WRITTEN TASK
Please locate every line in the rows below that contains the string "jacket", matching case exactly, and copy each of those lines.

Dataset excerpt
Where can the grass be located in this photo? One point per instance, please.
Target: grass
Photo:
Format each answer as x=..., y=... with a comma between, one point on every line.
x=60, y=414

--

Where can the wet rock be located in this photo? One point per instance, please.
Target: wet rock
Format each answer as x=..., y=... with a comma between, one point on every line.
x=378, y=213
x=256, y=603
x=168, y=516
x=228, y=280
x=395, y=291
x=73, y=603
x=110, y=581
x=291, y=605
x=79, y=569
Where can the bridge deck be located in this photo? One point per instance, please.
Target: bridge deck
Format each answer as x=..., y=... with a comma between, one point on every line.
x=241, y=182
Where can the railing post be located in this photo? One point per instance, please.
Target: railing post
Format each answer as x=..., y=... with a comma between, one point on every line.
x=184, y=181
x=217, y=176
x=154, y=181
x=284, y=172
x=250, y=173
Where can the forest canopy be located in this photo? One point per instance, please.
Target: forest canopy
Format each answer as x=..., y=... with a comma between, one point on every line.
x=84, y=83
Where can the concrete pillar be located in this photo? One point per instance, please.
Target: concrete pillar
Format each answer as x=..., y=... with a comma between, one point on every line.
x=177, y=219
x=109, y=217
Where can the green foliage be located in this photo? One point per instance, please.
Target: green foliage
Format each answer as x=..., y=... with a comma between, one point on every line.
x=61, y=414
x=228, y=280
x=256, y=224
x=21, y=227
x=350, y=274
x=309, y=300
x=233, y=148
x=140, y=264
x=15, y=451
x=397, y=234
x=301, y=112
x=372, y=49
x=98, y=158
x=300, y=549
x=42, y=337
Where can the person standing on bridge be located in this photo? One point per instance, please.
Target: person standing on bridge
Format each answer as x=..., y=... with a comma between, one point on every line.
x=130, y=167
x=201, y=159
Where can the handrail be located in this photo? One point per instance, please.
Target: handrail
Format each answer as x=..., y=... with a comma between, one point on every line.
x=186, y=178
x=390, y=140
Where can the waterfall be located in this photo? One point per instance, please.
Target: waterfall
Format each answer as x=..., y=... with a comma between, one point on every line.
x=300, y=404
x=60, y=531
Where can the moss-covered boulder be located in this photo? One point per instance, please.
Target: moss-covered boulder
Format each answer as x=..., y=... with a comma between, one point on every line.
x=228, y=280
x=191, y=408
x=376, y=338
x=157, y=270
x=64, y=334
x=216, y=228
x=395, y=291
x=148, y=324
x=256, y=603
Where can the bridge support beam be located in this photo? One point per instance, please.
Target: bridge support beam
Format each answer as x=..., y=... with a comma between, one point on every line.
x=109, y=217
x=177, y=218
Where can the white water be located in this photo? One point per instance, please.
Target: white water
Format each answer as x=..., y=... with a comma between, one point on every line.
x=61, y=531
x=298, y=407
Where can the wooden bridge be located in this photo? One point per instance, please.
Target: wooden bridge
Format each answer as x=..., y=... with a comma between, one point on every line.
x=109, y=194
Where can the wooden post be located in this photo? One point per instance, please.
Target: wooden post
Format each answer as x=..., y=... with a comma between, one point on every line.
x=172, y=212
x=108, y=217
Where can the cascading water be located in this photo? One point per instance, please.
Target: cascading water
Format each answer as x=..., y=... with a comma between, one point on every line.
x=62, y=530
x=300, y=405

* * *

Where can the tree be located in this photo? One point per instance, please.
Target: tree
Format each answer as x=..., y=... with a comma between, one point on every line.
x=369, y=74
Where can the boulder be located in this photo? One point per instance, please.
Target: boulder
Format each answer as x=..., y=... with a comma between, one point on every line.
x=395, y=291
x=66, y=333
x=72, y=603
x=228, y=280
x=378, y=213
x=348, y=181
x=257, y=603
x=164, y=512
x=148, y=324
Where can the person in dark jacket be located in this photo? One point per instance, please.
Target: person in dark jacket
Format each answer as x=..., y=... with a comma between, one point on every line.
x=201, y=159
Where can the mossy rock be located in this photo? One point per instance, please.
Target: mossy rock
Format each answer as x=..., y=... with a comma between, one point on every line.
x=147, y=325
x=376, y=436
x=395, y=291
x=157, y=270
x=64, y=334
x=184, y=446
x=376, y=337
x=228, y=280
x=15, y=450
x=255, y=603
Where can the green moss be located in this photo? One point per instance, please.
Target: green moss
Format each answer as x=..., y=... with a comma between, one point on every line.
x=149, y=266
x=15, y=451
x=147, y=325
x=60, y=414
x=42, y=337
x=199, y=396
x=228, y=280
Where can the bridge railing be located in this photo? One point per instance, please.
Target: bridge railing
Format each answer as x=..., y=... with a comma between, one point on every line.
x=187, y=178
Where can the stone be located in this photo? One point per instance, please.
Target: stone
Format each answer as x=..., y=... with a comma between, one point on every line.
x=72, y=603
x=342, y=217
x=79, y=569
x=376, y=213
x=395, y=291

SOLUTION
Where can the person in dark jacket be located in this photo? One point per instance, please.
Target: person in dark jacket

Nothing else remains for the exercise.